- To do:
**a)** In the crappie tournament recap, list every team in the results whose recorded weight is below 5.00, with each team's weight.
**b)** Answer these questions from the crappie tournament recap:
(i) How many dozen minnows did the poster's team go through during the tournament?
(ii) How many teams fished the tournament?
(iii) Why did Jeff/Jeff not weigh in?
**c)** Pick up the crappie tournament recap after its final line and keep writing it.

- Selected text:
* * * * * * *

# OGF Crappie Tournament Recap



## rutty (Feb 5, 2007)

We had great weather for the OGF crappie tournament, which is a blessing for this tournament. Friday the weather was warm and the fishing was even hotter. We prefished Friday and caught some very nice fish about every where we went. After Friday I thought it would take about 9 lbs to win this tournament. We caught a lot of 1 pound to 1.25 lb fish in practice. Saturday morning came with the full moon in effect and about a 20 degree cold front. The bite changed completely and it was a very tough bite for the big fish. The littler fish it didn't seem to affect. We went through 14 dozen minnows and caught well over 100 fish during the tournament, but none of them were the size we needed. It didn't take much weight to win this tournament, the cold front slowed everyone's bite down. 

We had 12 teams fish this tournament. Here are the results:

1. Brandon/Jason - 6.38
2. Deerfarmer/PoleBender - 6.33
3. Matt/Joel - 6.00
4. Lundy - 5.75
5. Bob/Alex - 5.48
6. Josh/Greg - 5.27
7. Mike/Cathy - 5.07
8. Endsley/Endsley - 5.03
9. Rutty/Billy - 4.94
10. Richard/Kathleen - 4.83
11. Ken/John - 3.82
12. Jeff/Jeff - didn't weigh in, wife started contractions and had to get!

* * * * * * *

- Dataset content:
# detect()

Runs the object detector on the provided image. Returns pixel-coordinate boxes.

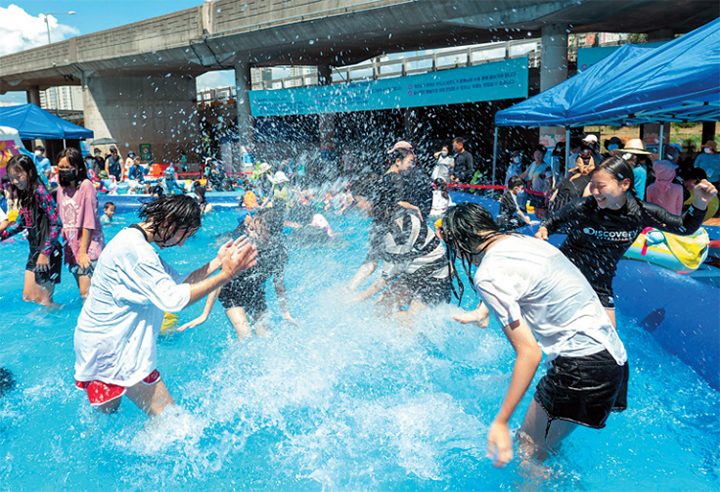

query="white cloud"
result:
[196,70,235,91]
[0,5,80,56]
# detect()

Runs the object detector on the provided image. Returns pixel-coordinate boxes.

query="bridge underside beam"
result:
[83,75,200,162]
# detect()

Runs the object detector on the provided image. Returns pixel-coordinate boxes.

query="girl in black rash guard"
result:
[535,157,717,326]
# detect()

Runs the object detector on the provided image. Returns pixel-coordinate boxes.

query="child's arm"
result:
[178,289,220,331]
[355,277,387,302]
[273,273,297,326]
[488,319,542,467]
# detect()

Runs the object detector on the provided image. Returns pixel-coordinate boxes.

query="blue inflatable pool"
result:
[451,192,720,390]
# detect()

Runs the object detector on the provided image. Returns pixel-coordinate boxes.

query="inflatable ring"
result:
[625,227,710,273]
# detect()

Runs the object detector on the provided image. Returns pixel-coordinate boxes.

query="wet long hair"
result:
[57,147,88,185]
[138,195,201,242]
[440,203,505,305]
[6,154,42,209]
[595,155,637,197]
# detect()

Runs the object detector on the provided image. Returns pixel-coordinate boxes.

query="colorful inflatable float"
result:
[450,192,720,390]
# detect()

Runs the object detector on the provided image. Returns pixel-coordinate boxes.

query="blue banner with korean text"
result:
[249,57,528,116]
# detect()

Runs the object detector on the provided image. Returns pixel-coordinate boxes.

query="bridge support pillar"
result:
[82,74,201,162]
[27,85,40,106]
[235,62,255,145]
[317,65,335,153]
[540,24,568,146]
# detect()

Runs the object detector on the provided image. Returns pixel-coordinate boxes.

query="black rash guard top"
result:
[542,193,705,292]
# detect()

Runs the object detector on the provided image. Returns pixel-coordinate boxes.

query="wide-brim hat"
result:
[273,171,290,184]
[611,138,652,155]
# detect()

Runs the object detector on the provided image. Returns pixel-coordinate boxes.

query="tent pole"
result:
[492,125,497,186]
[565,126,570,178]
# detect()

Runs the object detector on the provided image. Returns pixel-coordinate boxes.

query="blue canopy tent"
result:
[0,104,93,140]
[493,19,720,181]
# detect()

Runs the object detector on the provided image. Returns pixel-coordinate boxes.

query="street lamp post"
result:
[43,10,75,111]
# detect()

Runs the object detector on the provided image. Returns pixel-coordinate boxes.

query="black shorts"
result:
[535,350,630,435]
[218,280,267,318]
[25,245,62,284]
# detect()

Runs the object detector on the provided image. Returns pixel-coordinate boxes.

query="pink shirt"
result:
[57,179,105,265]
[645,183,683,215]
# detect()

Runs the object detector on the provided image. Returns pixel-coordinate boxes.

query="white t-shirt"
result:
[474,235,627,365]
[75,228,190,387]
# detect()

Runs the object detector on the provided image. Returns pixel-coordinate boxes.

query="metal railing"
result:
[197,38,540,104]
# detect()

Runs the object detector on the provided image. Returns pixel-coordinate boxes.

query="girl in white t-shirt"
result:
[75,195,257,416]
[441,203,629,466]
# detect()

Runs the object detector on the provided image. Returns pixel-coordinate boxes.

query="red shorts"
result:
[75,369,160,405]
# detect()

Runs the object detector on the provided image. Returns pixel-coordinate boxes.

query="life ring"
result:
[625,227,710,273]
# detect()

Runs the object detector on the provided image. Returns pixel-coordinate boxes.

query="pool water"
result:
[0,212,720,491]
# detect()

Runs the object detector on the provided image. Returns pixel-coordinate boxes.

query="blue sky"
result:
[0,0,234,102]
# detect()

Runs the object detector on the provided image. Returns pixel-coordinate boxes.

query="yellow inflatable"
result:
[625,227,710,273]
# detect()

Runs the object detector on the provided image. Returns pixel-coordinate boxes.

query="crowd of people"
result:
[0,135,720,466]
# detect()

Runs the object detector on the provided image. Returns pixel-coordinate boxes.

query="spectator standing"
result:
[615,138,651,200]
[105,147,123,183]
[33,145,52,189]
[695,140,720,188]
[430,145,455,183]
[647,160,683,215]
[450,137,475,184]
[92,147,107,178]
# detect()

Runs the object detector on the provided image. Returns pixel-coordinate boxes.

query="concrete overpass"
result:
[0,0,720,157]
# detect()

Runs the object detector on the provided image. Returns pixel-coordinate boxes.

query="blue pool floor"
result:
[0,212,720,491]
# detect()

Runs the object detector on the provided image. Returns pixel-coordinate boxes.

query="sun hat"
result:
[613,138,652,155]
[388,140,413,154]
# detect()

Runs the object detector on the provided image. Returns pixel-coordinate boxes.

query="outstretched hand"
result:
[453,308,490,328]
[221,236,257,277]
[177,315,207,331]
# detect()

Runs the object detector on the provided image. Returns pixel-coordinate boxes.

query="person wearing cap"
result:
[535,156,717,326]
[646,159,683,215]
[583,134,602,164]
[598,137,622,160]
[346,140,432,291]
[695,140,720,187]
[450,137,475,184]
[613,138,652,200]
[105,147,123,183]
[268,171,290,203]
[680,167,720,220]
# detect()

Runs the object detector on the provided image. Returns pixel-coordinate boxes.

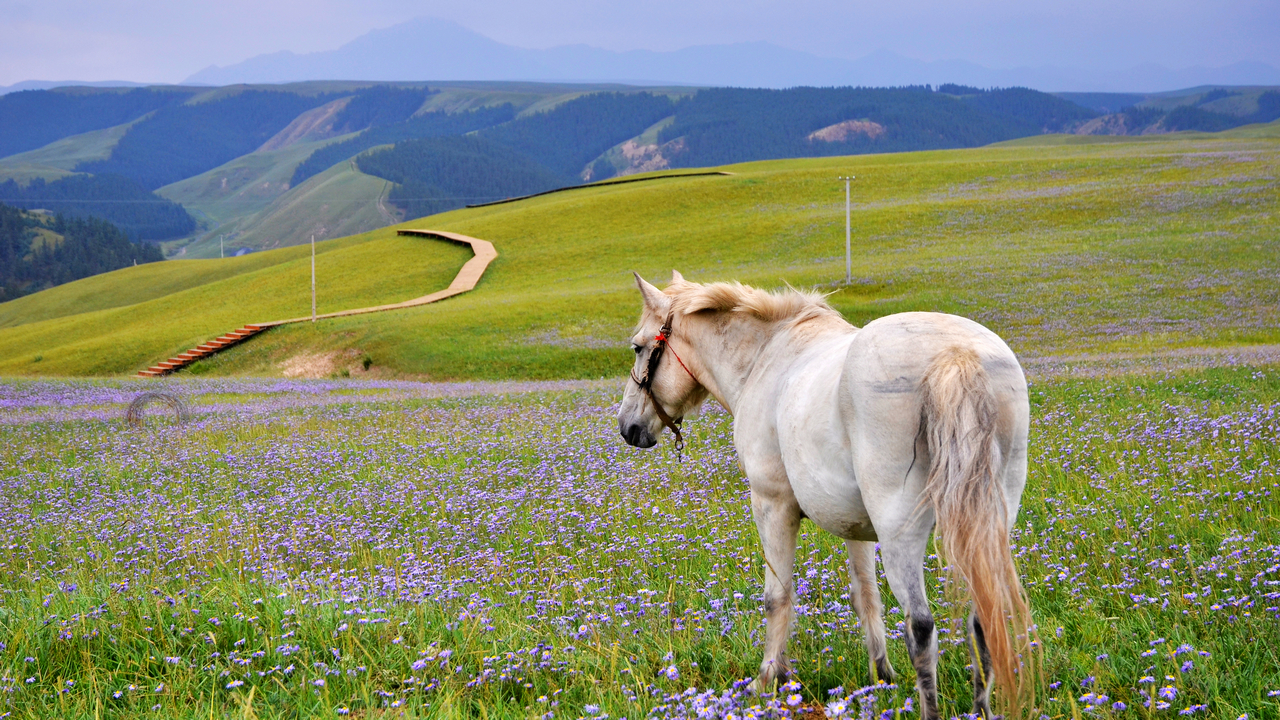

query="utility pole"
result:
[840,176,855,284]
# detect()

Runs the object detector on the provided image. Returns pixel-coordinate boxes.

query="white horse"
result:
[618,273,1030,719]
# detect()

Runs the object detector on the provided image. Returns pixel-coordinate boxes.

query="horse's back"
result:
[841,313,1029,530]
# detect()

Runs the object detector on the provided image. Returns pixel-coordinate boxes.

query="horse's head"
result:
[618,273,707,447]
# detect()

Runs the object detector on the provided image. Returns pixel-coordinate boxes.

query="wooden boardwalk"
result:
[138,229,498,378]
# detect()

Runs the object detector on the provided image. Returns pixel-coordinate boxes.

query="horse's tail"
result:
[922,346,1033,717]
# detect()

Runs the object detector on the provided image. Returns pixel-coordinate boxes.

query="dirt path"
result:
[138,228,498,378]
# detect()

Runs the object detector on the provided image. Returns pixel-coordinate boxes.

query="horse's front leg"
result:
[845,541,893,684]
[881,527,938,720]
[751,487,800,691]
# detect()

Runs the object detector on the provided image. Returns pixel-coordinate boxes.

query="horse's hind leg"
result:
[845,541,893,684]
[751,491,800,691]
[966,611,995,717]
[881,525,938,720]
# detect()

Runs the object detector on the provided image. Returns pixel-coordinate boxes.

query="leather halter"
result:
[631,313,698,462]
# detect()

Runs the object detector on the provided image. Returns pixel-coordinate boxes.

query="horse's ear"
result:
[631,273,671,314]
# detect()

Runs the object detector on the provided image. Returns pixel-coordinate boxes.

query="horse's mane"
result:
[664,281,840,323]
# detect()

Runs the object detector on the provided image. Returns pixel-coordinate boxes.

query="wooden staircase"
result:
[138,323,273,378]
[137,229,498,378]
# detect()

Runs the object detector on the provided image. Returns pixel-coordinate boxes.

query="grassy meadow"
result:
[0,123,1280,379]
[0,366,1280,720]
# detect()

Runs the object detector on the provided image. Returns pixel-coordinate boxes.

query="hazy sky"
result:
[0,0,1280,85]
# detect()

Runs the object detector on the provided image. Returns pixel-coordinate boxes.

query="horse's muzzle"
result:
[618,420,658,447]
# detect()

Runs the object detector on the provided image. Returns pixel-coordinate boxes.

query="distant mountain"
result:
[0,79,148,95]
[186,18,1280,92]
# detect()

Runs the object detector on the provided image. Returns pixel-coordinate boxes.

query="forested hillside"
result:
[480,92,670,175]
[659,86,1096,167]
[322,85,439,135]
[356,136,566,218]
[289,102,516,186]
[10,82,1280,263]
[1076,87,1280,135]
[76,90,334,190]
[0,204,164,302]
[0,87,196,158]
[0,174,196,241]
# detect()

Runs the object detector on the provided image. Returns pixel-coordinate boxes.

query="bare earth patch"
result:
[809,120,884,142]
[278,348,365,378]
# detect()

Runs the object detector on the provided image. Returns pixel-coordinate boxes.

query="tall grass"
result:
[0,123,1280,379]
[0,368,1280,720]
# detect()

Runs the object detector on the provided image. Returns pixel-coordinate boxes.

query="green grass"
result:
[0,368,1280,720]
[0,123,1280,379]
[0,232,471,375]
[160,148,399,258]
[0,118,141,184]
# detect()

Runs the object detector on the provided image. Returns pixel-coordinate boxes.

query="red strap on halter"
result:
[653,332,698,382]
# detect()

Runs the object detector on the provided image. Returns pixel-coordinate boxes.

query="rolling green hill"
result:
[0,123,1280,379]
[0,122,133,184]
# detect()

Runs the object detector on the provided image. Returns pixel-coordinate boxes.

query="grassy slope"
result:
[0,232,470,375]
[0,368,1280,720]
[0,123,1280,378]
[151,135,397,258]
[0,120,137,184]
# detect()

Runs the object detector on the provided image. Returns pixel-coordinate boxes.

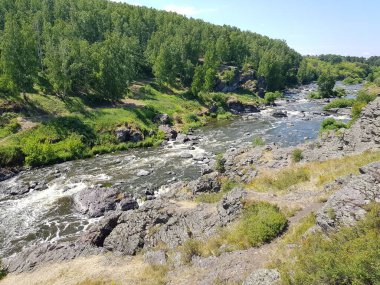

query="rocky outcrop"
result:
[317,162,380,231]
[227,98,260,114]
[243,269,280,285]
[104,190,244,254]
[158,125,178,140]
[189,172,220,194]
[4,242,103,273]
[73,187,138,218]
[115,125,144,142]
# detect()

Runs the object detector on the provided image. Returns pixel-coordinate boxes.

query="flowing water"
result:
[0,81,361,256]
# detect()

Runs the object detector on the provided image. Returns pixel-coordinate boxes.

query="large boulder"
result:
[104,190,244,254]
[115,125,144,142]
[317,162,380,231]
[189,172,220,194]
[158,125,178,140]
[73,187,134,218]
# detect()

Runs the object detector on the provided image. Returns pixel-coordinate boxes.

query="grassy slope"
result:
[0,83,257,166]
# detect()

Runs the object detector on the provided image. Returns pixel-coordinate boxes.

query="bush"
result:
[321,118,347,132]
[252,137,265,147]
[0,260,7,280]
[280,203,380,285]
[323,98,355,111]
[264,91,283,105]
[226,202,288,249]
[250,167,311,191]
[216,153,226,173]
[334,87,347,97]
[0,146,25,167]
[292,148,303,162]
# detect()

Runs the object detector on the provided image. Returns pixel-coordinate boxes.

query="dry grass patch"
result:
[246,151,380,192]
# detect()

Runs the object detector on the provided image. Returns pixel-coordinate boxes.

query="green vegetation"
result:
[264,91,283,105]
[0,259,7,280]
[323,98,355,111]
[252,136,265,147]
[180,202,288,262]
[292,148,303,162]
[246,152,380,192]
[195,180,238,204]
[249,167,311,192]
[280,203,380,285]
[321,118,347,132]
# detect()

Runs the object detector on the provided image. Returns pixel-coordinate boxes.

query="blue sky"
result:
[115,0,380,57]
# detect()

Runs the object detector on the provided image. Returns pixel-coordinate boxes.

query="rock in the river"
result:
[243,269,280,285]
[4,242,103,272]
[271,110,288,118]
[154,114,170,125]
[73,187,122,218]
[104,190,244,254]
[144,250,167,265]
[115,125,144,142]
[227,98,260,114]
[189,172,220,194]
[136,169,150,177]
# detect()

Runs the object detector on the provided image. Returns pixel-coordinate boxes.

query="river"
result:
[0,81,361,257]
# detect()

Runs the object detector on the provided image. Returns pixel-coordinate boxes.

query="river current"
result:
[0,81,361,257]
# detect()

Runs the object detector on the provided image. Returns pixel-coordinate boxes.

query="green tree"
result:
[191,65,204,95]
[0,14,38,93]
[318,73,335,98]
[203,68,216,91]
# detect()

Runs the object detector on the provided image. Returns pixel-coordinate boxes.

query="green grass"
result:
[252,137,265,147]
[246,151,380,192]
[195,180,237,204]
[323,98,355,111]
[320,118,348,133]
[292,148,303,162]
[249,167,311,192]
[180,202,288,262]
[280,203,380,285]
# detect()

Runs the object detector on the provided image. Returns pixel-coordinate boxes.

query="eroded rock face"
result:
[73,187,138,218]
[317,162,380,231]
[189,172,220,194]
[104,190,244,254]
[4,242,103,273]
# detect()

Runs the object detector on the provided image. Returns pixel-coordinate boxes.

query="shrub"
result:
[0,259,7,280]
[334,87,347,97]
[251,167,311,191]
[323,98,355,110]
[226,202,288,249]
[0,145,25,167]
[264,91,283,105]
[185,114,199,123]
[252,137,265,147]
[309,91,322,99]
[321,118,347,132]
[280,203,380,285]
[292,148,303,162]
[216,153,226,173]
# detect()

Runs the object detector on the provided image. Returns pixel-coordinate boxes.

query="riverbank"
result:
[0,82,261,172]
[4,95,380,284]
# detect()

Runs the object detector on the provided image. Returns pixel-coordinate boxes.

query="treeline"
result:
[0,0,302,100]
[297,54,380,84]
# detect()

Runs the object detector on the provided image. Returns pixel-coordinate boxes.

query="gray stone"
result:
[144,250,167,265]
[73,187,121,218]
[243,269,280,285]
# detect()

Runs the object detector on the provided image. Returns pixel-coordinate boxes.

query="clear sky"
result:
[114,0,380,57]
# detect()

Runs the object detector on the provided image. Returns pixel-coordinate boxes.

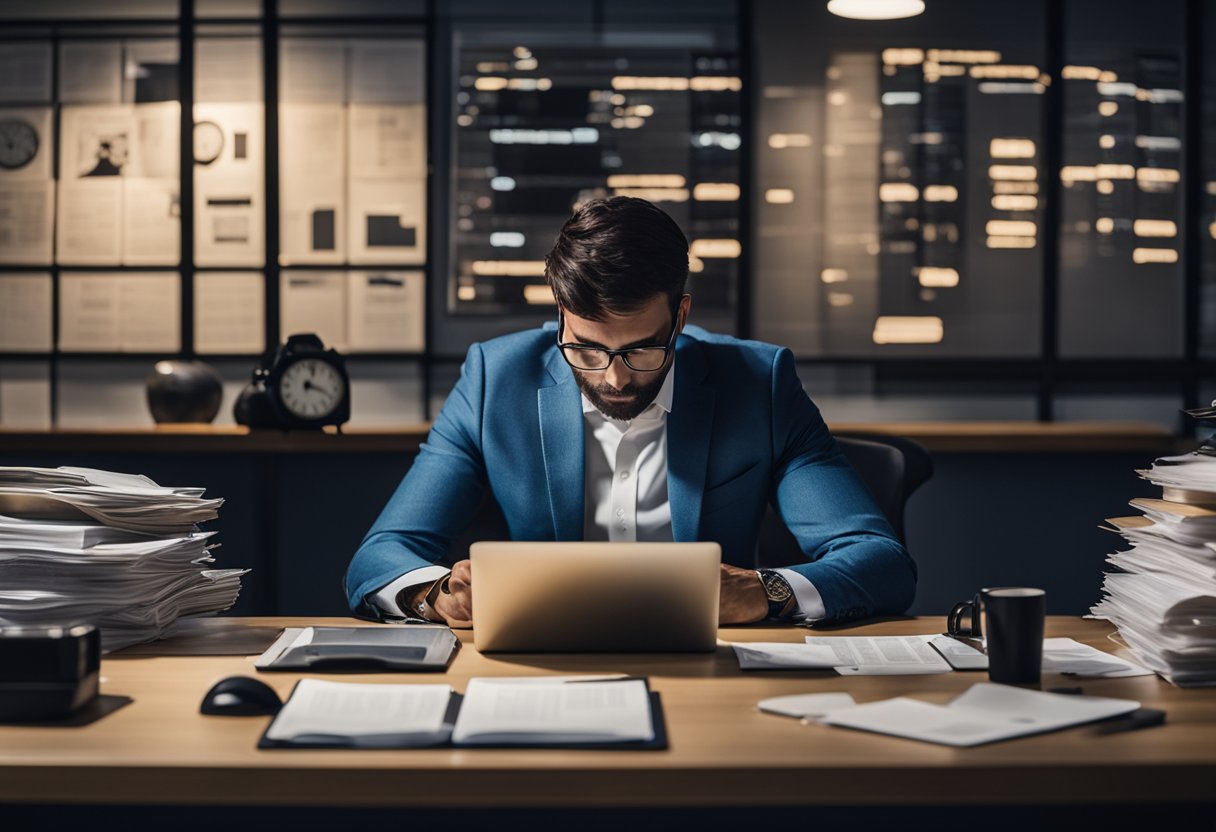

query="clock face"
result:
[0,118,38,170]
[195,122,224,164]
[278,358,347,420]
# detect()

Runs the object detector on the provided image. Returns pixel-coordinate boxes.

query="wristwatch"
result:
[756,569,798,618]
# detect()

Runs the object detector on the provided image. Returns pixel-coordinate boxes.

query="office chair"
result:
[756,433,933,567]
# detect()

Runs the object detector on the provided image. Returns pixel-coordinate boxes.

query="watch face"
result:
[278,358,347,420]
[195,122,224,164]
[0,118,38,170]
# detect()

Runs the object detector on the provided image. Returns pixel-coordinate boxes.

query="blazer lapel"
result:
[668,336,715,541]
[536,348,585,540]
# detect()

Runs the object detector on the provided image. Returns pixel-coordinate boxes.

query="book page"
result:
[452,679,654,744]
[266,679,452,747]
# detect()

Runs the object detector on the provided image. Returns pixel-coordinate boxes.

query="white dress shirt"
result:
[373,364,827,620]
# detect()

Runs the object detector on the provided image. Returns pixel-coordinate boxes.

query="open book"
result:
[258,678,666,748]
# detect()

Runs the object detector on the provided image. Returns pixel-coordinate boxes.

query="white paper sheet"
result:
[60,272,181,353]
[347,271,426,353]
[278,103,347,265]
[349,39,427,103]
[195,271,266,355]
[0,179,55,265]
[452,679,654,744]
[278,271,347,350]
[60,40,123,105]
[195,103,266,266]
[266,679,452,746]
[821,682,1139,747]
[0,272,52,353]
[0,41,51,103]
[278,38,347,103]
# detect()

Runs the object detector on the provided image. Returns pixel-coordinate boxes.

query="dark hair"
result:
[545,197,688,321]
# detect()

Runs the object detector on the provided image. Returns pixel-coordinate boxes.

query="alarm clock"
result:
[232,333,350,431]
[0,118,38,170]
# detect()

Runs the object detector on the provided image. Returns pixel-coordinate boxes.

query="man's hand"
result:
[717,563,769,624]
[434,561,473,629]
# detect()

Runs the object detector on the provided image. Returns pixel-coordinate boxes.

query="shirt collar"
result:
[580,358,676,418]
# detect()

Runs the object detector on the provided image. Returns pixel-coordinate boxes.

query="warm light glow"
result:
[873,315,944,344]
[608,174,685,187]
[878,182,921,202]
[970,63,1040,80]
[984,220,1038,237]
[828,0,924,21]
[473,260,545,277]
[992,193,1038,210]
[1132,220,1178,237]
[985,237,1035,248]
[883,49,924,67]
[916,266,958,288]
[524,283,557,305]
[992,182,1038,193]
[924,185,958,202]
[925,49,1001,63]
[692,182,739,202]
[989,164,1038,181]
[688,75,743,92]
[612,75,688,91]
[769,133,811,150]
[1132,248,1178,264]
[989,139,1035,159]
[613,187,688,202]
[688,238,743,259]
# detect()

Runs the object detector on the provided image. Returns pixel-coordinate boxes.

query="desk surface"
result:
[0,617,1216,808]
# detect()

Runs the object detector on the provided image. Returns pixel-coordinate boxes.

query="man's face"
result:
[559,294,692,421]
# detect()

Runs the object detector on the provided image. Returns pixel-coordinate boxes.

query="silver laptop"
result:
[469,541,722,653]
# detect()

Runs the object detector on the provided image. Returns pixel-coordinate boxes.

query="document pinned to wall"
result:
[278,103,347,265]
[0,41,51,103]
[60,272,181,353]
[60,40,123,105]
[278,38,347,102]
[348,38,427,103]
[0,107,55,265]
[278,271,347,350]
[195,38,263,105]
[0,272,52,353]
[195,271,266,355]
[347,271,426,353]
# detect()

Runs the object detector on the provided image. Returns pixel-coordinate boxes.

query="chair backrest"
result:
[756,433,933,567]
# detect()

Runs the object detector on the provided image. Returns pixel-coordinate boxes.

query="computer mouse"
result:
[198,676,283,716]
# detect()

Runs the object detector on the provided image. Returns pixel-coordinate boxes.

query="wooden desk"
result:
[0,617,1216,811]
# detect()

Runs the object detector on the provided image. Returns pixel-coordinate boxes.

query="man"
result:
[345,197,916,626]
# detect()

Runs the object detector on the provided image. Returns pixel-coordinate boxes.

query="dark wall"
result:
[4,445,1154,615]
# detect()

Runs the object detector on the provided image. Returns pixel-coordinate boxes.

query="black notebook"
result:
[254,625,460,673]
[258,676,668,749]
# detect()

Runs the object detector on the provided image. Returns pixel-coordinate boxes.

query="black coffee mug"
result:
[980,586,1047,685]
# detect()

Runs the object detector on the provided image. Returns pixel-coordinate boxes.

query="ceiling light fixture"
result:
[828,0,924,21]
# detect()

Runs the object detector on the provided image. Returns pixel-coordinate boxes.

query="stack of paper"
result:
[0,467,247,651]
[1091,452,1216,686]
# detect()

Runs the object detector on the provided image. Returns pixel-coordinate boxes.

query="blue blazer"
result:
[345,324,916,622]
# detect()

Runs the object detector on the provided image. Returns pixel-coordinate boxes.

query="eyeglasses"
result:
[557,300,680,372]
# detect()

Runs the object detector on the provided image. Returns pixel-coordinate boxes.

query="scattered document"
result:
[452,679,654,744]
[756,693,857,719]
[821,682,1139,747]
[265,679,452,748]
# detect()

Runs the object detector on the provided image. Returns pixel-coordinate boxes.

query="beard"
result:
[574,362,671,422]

* * * * * * *

- Task responses:
**a)**
Rutty/Billy - 4.94
Richard/Kathleen - 4.83
Ken/John - 3.82

**b)**
(i) 14 dozen.
(ii) 12 teams.
(iii) A wife started contractions, and they had to leave.

**c)**
Thanks everything for fishing this event again this year. I will try to get the dates out early in the year next year and hoping to get a better turn out. Maybe even change the lakes up even.
What are your thoughts?


----------



## deerfarmer (Apr 21, 2012)

Polebender and myself had been fishing alum off and on all summer. We usually could always find some fish. We had a little different strategy for fishing alum. We figured the fishing would be a little tough but we thought A good weight for mid sept would be 6.5lb. We single pole jigged fished with minnows. With all the reports of everyone catching large whites on Friday we didn’t know what to think and just stuck to our game plan. We set up on our first spot and waited for the 8 am start. We caught our first keeper on the first drop and had 8 descent keepers by 8:15. The rest of the day we just kept upgrading and ended up with second. On the way back to the ramp I told polebender I don’t care where we placed we had a great day fishing the way we like and caught a ton of fish.
Ps we also fished Caesar creek tournament Sunday with the same strategy figuring a good weight would be 6.5 and came in third with 6.40 .


----------



## Brahmabull71 (Jul 30, 2014)

We had a great time also! Dad and I always have such a great time fishing together and just hanging out with all the OGF crew also made it super special! Love razzing and heckling each other and the pizza at Cheshire Market was a good time also Friday night!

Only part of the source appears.